───── Task inputs

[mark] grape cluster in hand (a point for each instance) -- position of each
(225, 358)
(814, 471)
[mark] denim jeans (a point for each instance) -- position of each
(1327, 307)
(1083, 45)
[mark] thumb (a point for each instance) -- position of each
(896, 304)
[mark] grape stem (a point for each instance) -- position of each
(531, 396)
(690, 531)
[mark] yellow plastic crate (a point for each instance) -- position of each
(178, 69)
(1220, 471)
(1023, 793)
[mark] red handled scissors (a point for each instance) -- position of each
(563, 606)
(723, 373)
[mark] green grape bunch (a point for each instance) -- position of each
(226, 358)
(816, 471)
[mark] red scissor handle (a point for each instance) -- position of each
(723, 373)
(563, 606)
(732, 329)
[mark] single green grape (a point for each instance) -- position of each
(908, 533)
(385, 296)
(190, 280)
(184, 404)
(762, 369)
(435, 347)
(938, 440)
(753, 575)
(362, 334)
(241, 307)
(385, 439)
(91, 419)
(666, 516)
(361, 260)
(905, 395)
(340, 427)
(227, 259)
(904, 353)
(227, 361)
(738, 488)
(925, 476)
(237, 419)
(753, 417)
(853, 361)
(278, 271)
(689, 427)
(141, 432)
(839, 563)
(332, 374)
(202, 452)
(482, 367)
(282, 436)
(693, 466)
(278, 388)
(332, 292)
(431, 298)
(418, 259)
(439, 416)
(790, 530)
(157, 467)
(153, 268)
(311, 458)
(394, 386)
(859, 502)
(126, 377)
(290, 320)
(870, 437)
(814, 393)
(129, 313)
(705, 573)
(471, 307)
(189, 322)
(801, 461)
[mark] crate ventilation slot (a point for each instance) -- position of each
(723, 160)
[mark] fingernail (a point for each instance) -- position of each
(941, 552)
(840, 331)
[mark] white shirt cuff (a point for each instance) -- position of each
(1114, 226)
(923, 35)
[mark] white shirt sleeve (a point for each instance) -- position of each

──────────

The problem:
Copy every one of the items above word for word, keeping their order.

Answer:
[mark] grape cluster in hand (a point for each instance) -- position of each
(225, 358)
(814, 471)
[mark] denim jeans (a point for each instance) -- position of each
(1327, 307)
(1083, 45)
[mark] thumb (a point for each instance) -- position of each
(896, 304)
[mark] grape stem (a point for each instance) -- position of each
(531, 396)
(690, 531)
[mark] yellow plastic crate (a point for each instance) -- position of each
(178, 69)
(1220, 471)
(1023, 793)
[mark] red handled scissors (a point for each instance) -- position of each
(563, 606)
(723, 373)
[mark] green grape bunch (a point for each instance) -- position of each
(226, 358)
(816, 471)
[mark] red scissor handle (a point for each instance) -- position of each
(723, 373)
(563, 606)
(732, 329)
[mark] single green grape (a point for each instance) -- position of each
(908, 533)
(385, 296)
(190, 280)
(184, 404)
(762, 369)
(435, 347)
(938, 440)
(753, 575)
(362, 334)
(241, 307)
(385, 439)
(91, 419)
(666, 516)
(361, 260)
(905, 395)
(340, 427)
(227, 259)
(904, 353)
(227, 361)
(738, 488)
(925, 476)
(237, 419)
(753, 417)
(853, 361)
(278, 271)
(689, 427)
(141, 432)
(839, 563)
(332, 374)
(202, 452)
(482, 367)
(282, 436)
(693, 466)
(278, 388)
(332, 292)
(431, 298)
(418, 259)
(439, 416)
(790, 530)
(157, 467)
(153, 268)
(311, 458)
(394, 386)
(859, 502)
(126, 377)
(290, 320)
(870, 437)
(814, 393)
(129, 313)
(705, 573)
(471, 307)
(189, 322)
(801, 461)
[mark] crate ventilation slot (a point for each instance) -- position of each
(723, 160)
[mark] fingernail (a point for each instance) -- position of each
(941, 552)
(840, 331)
[mark] white shirt cuff (a point for each instance) -- position of each
(1114, 226)
(923, 35)
[mark] white shirt sleeve (a point for each instance) -- position of each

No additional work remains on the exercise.